Extracted data –
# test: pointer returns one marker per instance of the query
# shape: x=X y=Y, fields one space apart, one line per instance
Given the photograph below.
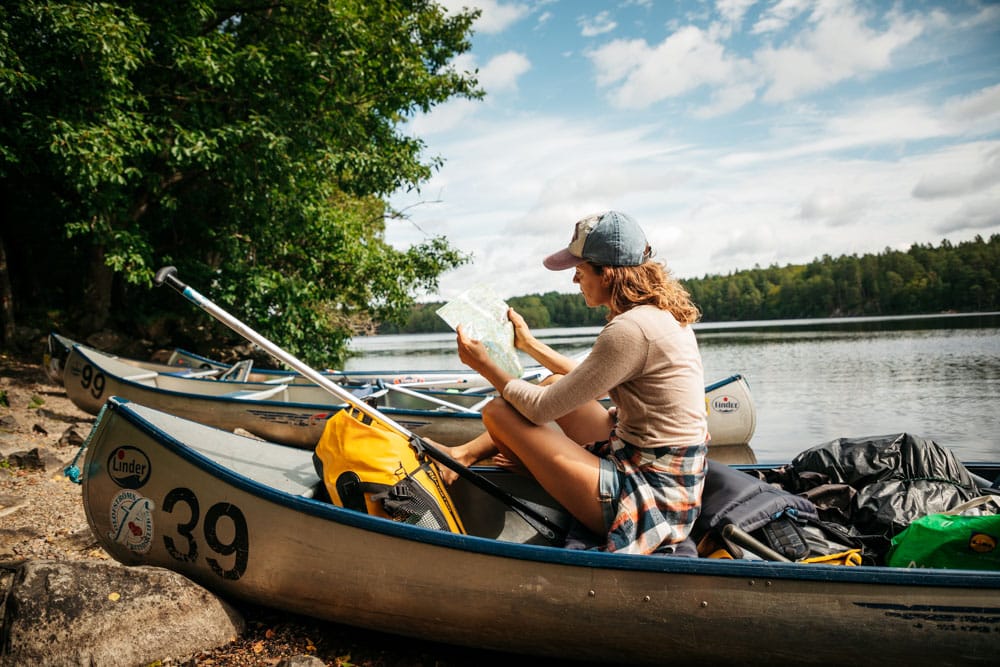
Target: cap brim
x=561 y=260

Work request – Out of the preceding entries, pull every line containing the string "instance".

Exercise answer –
# test: pointer returns one marker per instance of the query
# shape: x=X y=Y, fields one space apart, one line per instance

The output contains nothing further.